__THE PROBLEM__
Go line by line through the listing below and copy those that hold "orange".

__THE RECORDS__
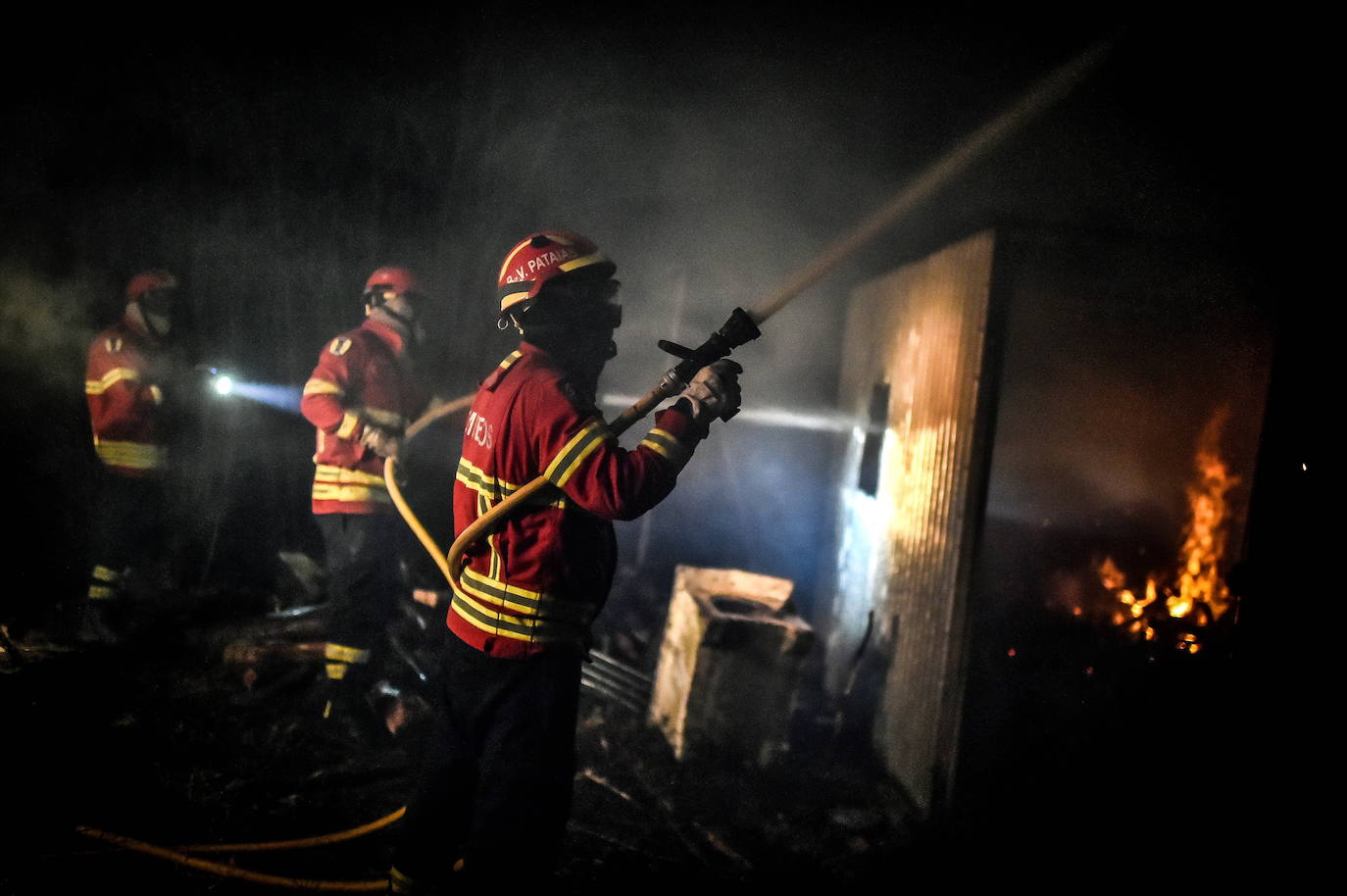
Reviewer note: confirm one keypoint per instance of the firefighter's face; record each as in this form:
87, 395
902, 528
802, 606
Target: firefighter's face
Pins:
157, 306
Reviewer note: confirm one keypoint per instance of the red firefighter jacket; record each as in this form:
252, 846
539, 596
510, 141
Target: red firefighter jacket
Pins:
543, 575
123, 387
363, 378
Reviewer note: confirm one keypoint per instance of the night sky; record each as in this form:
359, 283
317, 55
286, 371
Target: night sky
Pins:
274, 159
273, 165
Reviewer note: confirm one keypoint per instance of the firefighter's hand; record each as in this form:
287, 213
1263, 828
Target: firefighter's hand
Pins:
714, 392
380, 441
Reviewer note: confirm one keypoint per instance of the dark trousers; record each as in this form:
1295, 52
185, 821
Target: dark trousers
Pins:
128, 529
494, 781
363, 579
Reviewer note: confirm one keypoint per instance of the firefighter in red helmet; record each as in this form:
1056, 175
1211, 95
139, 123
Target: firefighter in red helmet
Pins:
360, 398
496, 776
128, 388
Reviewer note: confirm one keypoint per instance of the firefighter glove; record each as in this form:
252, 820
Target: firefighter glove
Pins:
380, 441
714, 392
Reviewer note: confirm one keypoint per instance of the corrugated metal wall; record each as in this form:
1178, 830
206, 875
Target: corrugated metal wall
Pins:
921, 330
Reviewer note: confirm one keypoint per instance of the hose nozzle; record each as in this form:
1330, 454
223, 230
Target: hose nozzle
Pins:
737, 330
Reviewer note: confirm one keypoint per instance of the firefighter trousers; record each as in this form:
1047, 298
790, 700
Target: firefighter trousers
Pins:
363, 589
496, 776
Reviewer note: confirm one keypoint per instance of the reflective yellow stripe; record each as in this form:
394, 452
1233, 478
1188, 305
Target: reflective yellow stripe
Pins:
573, 454
109, 378
345, 654
105, 574
133, 454
339, 474
323, 387
511, 596
482, 482
350, 493
515, 628
667, 446
537, 608
493, 488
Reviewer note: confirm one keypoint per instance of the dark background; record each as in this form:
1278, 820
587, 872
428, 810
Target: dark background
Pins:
712, 152
273, 163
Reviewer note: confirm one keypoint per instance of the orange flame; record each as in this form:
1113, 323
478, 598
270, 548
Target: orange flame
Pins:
1199, 581
1205, 538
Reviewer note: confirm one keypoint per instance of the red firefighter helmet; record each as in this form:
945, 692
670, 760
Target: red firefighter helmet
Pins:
388, 281
542, 256
150, 281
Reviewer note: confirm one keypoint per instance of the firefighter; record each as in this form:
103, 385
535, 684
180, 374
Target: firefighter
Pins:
494, 783
129, 387
361, 396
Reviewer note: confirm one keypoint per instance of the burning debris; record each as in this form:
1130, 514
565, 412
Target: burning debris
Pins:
1198, 597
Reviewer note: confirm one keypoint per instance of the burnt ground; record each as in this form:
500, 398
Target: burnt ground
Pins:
176, 737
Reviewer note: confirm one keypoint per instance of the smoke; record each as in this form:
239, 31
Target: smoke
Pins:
43, 324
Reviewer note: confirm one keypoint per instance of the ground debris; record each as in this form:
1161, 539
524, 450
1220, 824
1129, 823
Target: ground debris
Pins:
172, 744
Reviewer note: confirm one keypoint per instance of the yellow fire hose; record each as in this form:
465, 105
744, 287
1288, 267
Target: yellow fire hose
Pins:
975, 146
182, 857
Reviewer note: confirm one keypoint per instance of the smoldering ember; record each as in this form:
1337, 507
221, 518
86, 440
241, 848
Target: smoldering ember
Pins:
982, 583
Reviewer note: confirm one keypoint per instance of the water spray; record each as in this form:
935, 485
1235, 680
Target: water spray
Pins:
744, 324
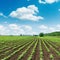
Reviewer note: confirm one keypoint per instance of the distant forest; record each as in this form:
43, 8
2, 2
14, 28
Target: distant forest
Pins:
53, 34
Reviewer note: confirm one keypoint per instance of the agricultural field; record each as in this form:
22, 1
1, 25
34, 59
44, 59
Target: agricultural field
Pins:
29, 48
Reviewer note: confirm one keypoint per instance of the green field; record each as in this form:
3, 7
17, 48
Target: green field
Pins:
29, 48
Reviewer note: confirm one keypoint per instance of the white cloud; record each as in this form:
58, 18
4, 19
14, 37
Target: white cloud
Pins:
58, 9
15, 29
1, 14
48, 1
48, 29
27, 13
43, 27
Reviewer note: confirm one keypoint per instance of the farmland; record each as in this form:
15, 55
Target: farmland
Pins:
29, 48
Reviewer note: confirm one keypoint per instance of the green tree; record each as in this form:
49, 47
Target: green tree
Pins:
41, 34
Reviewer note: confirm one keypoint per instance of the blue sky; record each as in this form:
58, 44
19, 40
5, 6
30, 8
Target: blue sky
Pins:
29, 16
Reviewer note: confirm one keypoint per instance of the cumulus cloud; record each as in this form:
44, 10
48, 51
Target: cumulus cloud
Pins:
1, 14
15, 29
48, 1
27, 13
58, 9
48, 29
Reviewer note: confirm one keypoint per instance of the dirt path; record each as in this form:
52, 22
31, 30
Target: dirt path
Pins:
46, 54
15, 56
28, 52
56, 57
36, 56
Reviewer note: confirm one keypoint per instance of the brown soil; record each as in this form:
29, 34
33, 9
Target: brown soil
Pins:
15, 56
2, 54
28, 53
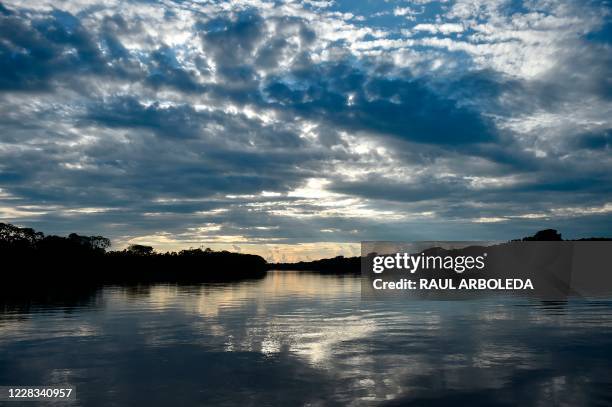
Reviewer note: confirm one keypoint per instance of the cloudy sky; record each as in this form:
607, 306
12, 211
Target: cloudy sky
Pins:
297, 129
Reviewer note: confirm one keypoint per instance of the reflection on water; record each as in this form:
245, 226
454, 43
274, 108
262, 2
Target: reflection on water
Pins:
299, 338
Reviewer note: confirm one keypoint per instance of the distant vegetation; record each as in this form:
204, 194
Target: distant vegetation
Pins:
28, 254
88, 258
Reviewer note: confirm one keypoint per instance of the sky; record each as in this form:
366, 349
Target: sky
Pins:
295, 130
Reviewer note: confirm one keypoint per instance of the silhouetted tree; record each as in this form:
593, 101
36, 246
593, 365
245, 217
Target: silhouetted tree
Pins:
140, 250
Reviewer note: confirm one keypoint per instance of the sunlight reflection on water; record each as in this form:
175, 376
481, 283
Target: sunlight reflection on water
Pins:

__WRITTEN REPLY__
Reviewer note: confirm one keypoint per instance of the orange flame; record each as in this form:
Target: orange flame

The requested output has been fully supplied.